EXERCISE GOAL
Copy the listing below line for line, changing nothing.

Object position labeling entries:
___

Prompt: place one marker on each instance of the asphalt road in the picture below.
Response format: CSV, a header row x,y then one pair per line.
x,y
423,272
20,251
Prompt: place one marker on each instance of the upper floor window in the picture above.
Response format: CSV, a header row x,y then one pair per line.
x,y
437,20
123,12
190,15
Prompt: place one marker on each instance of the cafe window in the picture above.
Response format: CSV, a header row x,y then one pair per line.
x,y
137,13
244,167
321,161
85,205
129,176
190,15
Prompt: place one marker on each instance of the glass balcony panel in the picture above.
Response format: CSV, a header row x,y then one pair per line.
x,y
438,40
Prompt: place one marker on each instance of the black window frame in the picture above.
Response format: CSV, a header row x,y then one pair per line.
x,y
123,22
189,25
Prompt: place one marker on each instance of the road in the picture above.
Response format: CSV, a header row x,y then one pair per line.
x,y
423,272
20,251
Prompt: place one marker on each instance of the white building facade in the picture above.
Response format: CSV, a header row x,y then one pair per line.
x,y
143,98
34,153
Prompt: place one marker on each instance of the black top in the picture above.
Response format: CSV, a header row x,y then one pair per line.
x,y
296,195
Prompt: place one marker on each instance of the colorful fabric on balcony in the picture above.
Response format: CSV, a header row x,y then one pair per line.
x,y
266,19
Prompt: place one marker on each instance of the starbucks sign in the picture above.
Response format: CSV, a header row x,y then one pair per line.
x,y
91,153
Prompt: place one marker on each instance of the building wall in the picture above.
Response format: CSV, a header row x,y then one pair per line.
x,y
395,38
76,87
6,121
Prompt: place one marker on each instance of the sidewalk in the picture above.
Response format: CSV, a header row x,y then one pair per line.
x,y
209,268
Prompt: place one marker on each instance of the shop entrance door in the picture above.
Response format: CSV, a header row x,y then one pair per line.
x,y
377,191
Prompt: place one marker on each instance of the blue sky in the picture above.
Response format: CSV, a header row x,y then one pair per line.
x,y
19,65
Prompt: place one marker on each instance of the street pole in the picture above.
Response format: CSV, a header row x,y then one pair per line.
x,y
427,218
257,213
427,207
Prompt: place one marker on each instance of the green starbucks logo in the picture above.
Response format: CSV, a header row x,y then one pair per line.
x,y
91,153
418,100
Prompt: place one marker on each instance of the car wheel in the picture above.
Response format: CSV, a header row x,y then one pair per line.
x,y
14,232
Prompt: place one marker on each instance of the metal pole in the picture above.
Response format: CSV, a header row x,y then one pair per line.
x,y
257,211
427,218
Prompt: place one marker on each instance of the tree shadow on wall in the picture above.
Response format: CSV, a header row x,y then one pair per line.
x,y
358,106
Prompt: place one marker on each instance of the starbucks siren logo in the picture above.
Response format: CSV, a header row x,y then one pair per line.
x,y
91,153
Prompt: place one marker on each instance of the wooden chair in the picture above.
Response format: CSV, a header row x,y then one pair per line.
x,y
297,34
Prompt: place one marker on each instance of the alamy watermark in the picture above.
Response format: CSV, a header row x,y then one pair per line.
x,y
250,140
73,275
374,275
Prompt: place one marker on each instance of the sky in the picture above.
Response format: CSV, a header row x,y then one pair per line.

___

OUTPUT FOR THIS TASK
Prompt: place one marker on each instance of the asphalt road in the picture below.
Response format: CSV, a header row x,y then one pair per line.
x,y
423,272
20,251
Prompt: place one marker on each instance of the upper floor window in the picture above.
Response format: CSV, a header row x,y then one pair per line.
x,y
437,20
123,12
190,15
Prompt: place one marker on each instance of the cafe window in the picture above.
Response format: CSV, a header row x,y then one pair per line.
x,y
137,13
244,167
321,161
85,205
129,176
190,15
Prompt: place one marker on each instance of the glass balcony panel in the picture above.
Response format: CSV, a header row x,y then one pair per line.
x,y
438,40
Prompt: place one marker on each instance of the black window frame in the picture above.
Response format: CSV, a header row x,y then one pair per line.
x,y
123,22
189,25
Prompt: place one marker on each instance of the road in the picture above.
Response format: CSV, a header row x,y then one pair per line.
x,y
423,272
20,251
Prompt: place one marker on each instance of the white building facade in the picture above.
Response format: CSV, a header row x,y then one pair per line.
x,y
143,98
34,153
Prompt: place one marker on each instance of the black top in the picture above.
Response format: CSV, a header row x,y then one pair per line.
x,y
296,195
Prompt: place one marker on each instance of the colorful fabric on balcony in the picture above.
Response format: CSV, a header row x,y then one pair per line.
x,y
266,19
Prompt: place one marker on each instance of the starbucks sign in the picture above.
Response format: CSV, a header row x,y then one pair per line.
x,y
91,153
Prompt: place one marker on each instance of the building wall in the picture above.
Response format: CSV, a header row x,y then one pair per line.
x,y
395,38
76,87
6,121
Prompt: place one marker on each instance of the sidewalk in the picture above.
Response format: CSV, a header row x,y then one pair per line.
x,y
209,268
Prompt: place one marker on each instance of the shop entrance door in the picture above.
Response format: CSV, a header row x,y then one pair per line.
x,y
377,191
Prompt: place one marker on each instance of the blue sky in the picture above.
Response format: CSV, a header row x,y then one pair per line.
x,y
19,65
Prompt: place one marker on each instance of the street pole in the picture above.
Response format: CSV, a header row x,y then one pair per line.
x,y
427,218
257,213
427,207
Prompt: place one marker on each instance of the green starbucks logo in the picture above.
Response format: CSV, a header row x,y then one pair per line.
x,y
91,153
418,100
Prompt: place one marker on each instance of the car wheel in the picture above.
Response format: CSV, a header row x,y then one pair per line.
x,y
14,232
Prompt: place one marker on each instance of the metal pole in the picture above.
Response format: CSV, a header row x,y then one pair per line.
x,y
257,211
427,218
Prompt: place one marker on each instance of the tree shadow on wall in the picture above.
Response format: CSV, a header row x,y then one pair per line.
x,y
358,106
Prompt: place one marker on each instance of the starbucks siren logo in the picture above.
Response format: CSV, a header row x,y then one pair per line.
x,y
91,153
Prompt: place one marker on each instance of the wooden chair in the picture above.
Response format: CSV, a header row x,y then one pair per line.
x,y
297,34
Prompt: place one marker on each instance of the alamy watermark in the picture above.
Response format: CSV, a header row x,y then one pair per line.
x,y
250,140
73,275
374,275
Prompt: place one marker on each instance of the sky in the picture above.
Response format: CSV, a header row x,y then one pair per line.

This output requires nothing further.